A sucessão interminável das guerras se prolifera “de forma quase compulsiva, a despeito de que a maioria das sociedades humanas considera e defende a paz como um valor universal”. É o que torna a política – hoje – uma “guerra continuada”, assevera Fiori. Se é certo que “as guerras são uma catástrofe” e que, em princípio, constituem um “mal” para a Humanidade, também é certo que podem ser formalmente justas e defensivas, desencadeadas contra agressões injustas.

A busca da paz, em cada tempo concentrado de guerra, concretiza uma oposição de valores (agressão x paz – conquista ou defesa) que tornam a ação política das partes, na guerra, decisiva para conquistar o legado que advém da sua barbárie. O problema maior, porém, está no “motor” da guerra, como decisão política e militar que a justifique em termos civilizatórios: como ela se legitima para suscitar as emoções militantes que estão nos porões agressivos do inconsciente do povo?

LISTAGEM FORNECIDA |
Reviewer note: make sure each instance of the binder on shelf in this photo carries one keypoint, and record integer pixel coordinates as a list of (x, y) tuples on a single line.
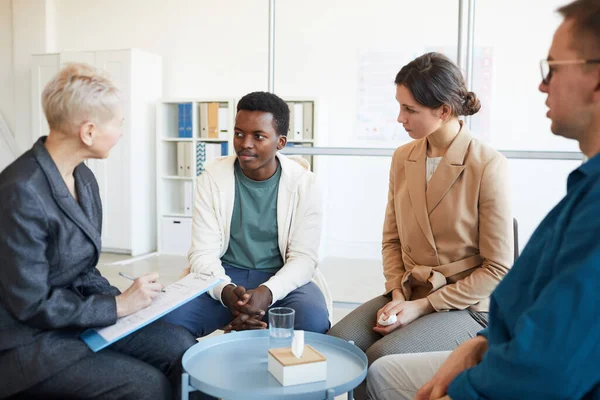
[(308, 121), (185, 120), (208, 151), (203, 115), (223, 123), (181, 120), (181, 158), (298, 121), (213, 120), (188, 197), (291, 125), (188, 160), (188, 120)]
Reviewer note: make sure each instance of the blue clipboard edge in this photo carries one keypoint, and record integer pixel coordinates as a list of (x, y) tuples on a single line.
[(96, 342)]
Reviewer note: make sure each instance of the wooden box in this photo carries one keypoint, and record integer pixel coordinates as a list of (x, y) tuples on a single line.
[(290, 370)]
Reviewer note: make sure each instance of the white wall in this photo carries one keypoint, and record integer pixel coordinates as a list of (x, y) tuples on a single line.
[(209, 48), (212, 48), (6, 65), (30, 19)]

ENUNCIADO DA TAREFA | Reescreva de forma mais breve o parágrafo do trecho que começa com “A sucessão interminável das guerras”, preservando seus fatos principais. A listagem vem de uma fonte diferente da do trecho.

RESPOSTA DO EXERCÍCIO | As guerras se sucedem de modo quase compulsivo, embora a maioria das sociedades defenda a paz como valor universal. Por isso, segundo Fiori, a política hoje é uma “guerra continuada”. Apesar de serem uma catástrofe e, em princípio, um mal para a Humanidade, as guerras podem ser formalmente justas e defensivas quando respondem a agressões injustas.